Location identification entries
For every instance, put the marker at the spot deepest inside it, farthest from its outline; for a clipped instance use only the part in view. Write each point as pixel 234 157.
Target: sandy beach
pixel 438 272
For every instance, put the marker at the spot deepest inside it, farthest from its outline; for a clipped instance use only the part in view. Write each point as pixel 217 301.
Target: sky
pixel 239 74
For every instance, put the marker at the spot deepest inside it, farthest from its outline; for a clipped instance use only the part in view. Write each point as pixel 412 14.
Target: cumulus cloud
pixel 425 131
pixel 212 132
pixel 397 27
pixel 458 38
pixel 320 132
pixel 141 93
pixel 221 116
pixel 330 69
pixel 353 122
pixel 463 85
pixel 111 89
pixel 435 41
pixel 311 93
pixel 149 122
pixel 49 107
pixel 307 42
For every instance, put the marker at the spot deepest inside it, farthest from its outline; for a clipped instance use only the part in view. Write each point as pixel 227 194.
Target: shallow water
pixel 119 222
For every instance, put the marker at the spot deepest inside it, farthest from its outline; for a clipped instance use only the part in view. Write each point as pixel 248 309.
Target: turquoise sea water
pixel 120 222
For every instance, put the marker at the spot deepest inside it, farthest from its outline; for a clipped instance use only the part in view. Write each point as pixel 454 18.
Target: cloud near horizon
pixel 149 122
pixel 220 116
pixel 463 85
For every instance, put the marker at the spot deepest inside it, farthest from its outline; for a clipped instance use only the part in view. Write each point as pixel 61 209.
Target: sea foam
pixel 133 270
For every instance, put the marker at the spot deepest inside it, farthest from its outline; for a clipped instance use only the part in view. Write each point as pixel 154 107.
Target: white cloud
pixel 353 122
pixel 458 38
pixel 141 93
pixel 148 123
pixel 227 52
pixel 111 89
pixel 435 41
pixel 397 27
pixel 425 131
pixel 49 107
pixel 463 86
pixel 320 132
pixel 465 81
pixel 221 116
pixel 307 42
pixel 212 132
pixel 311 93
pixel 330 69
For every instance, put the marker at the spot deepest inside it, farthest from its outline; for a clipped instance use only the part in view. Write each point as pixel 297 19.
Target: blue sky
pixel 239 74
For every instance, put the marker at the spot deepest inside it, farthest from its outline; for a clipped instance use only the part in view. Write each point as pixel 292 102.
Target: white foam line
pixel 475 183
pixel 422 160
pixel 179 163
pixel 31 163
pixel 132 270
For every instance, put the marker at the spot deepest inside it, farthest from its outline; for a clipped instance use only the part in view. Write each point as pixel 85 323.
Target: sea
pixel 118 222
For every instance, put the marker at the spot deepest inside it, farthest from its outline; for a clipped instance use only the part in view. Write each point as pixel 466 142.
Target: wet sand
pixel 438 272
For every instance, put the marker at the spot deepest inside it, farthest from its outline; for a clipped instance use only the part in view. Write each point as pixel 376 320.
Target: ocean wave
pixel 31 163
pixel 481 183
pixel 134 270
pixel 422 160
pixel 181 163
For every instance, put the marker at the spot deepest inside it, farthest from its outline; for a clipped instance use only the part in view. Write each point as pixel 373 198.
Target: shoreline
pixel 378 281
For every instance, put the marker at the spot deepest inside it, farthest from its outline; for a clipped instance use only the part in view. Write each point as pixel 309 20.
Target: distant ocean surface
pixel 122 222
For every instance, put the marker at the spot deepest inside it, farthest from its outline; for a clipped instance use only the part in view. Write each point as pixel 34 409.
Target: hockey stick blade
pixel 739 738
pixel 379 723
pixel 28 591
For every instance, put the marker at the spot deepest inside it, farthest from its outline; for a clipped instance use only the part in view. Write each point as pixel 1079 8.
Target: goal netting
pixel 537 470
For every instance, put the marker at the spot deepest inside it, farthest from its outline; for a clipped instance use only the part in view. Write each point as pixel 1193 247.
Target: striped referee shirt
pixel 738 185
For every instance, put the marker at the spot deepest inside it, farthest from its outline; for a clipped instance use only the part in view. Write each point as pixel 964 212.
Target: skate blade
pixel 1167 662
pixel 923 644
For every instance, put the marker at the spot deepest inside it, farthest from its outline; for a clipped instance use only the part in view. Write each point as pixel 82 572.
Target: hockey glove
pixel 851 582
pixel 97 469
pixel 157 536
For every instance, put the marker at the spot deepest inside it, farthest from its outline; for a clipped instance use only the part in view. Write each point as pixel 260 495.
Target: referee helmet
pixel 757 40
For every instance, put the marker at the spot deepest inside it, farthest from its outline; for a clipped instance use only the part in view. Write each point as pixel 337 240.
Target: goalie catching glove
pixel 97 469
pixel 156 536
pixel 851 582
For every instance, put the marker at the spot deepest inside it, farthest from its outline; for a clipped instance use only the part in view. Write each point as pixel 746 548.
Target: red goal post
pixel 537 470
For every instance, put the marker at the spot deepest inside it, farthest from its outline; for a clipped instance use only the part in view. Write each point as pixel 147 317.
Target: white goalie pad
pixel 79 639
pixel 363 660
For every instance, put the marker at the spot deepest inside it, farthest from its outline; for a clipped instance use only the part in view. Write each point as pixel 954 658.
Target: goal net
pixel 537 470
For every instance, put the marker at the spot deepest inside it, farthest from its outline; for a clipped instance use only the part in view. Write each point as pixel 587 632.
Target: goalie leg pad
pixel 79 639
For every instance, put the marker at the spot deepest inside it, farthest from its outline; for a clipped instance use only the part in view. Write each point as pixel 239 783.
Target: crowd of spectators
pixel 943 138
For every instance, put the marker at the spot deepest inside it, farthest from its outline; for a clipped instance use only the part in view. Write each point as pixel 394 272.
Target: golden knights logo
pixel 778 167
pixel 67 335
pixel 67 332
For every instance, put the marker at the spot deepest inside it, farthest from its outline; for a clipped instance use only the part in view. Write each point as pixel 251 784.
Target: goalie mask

▶ [What the task asks]:
Reproduce every entry above verbatim, keeping each line in its original order.

▶ [Answer to this problem]:
For every instance, put the marker at the spot deepest inside it, farthest from its outline; for a clipped instance use only the part in view. Write each point as pixel 234 157.
Target: sandy beach
pixel 438 272
For every instance, put the marker at the spot deepest inside it, farthest from its outline; for a clipped instance use only the part in view. Write each point as pixel 217 301.
Target: sky
pixel 239 74
For every instance, put the marker at the spot deepest inside it, farthest from its outline; for a clipped instance use only the part in view. Write each point as pixel 412 14.
Target: cumulus cloud
pixel 425 131
pixel 212 132
pixel 397 27
pixel 458 38
pixel 320 132
pixel 141 93
pixel 221 116
pixel 330 69
pixel 353 122
pixel 463 85
pixel 111 89
pixel 435 41
pixel 311 93
pixel 149 122
pixel 49 107
pixel 307 42
For every instance, put the marker at the spot deepest inside it, farthest from its outline; for a clipped instance use only the part in view. Write each point as pixel 227 194.
Target: shallow water
pixel 119 222
For every instance, put the marker at the spot deepest inside it, farthest from its outline; for a clipped instance use only the part in view. Write each point as pixel 248 309.
Target: turquoise sea water
pixel 120 222
For every instance, put the marker at the spot deepest inside it, farthest from its outline; for a clipped instance use only the part in view. Write each point as pixel 454 18.
Target: cloud near horizon
pixel 149 122
pixel 220 116
pixel 463 85
For every instance, put the marker at the spot deepest inside it, farthest from its outline; for a clipped instance use only the part in view. Write each point as pixel 61 209.
Target: sea foam
pixel 133 270
For every instance, put the marker at the spot deepest inside it, farthest from its outline; for a clipped instance use only the part in view. Write each point as pixel 154 107.
Target: white cloud
pixel 353 122
pixel 458 38
pixel 141 93
pixel 148 123
pixel 227 52
pixel 111 89
pixel 435 41
pixel 397 27
pixel 425 131
pixel 49 107
pixel 463 86
pixel 320 132
pixel 465 81
pixel 221 116
pixel 307 42
pixel 212 132
pixel 311 93
pixel 330 69
For every instance, put the marker at the spot deepest inside it, farthest from its outline; for a clipped instance use only the part in view. Write each point as pixel 297 19.
Target: blue sky
pixel 239 74
For every instance, put the marker at the spot deepest inside it, farthest from its outline; for a clipped instance use only the part in view. Write each point as pixel 292 102.
Target: white foam line
pixel 475 183
pixel 422 160
pixel 179 163
pixel 31 163
pixel 132 270
For every instance, put the marker at the spot deepest inside it, farthest from its outline; for a clipped instance use only the part in view. Write each point as pixel 85 323.
Target: sea
pixel 118 222
For every instance, put the marker at the spot deepest inside it, farthest from its outline; for a clipped instance use only the part in view. Write each point as pixel 466 142.
Target: wet sand
pixel 438 272
For every instance, put the marker at the spot deepest inside it, farthest from its outline; for a clipped instance use only the part in view. Write each point as pixel 376 320.
Target: ocean wave
pixel 31 163
pixel 481 183
pixel 134 270
pixel 422 160
pixel 181 163
For every instance, put the marker at the spot deepest inside it, farthest from its outline; for a clipped instance use only the part in view. Write each point as pixel 373 198.
Target: shoreline
pixel 378 281
For every instance, put the marker at the spot deepest inside it, farthest from its outline; for a clipped instance use only the part in view. Write each point as pixel 309 20.
Target: distant ocean surface
pixel 122 222
For every instance, put the marker at the spot deepest inside it, farthest from its outline; for a clipped instance use only the part in view. Write each point as pixel 34 409.
Target: hockey stick blade
pixel 739 738
pixel 379 723
pixel 28 591
For every instance, put the marker at the spot deepest inside it, farthest from its outline; for a clipped instance use only the part in view. Write each point as pixel 1079 8.
Target: goal netting
pixel 537 470
For every instance, put the marker at the spot deepest inside it, farthest from its outline; for a clipped instance use only the part in view. Write each point as pixel 1193 247.
Target: striped referee shirt
pixel 738 185
For every instance, put the marker at the spot deepest inside it, farthest from its outline; for a clipped instance use only the part in view. Write each point as pixel 964 212.
Target: skate blade
pixel 1167 662
pixel 923 644
For every instance, put the marker at the spot deepest inside it, farthest from its outline; for a clipped instance use only the part in view. Write each point as pixel 82 572.
Target: hockey glove
pixel 851 582
pixel 97 469
pixel 157 536
For every instance, put the marker at the spot deepest inside it, farthest from its outline; for a clipped instance use only the part in view. Write each point as pixel 260 495.
Target: referee helmet
pixel 757 40
For every instance, put the marker at the spot deepest inside it, farthest from its outline; for a clipped instance use only the part in view. Write each point as pixel 337 240.
Target: goalie catching glove
pixel 97 469
pixel 156 536
pixel 851 582
For every instance, put the marker at the spot deepest inside it, farthest from its outline; for a clipped instance use only the part in view. Write each point as pixel 746 548.
Target: red goal post
pixel 537 470
For every instance, put the marker at the spot deepest inside it, farthest from its outline; for a clipped instance use only the part in view. Write each point as pixel 147 317.
Target: white goalie pad
pixel 79 639
pixel 363 660
For every instance, put the marker at the spot deepest inside it, farthest from its outline; for a clipped instance use only the part in view. Write each point as pixel 954 658.
Target: goal net
pixel 537 470
For every instance, put the marker at the spot deepest inside it, farthest from its outline; for a clipped instance use only the part in view. Write each point as pixel 587 632.
Target: goalie leg pad
pixel 79 639
For every instance, put the marker at the spot deepest inside it, farthest from its outline; for a clipped instance use only the part in view. Write each point as pixel 239 783.
Target: crowd of spectators
pixel 943 138
For every instance, put the marker at the spot deepest inside it, farthest from its outline; for a clipped instance use only the part in view. Write each point as pixel 394 272.
Target: golden knights logo
pixel 778 167
pixel 67 335
pixel 67 332
For every instance, put the marker at the spot deepest inside it, farthest from its outline; for a clipped instance use only the part in view. Write each point as pixel 251 784.
Target: goalie mask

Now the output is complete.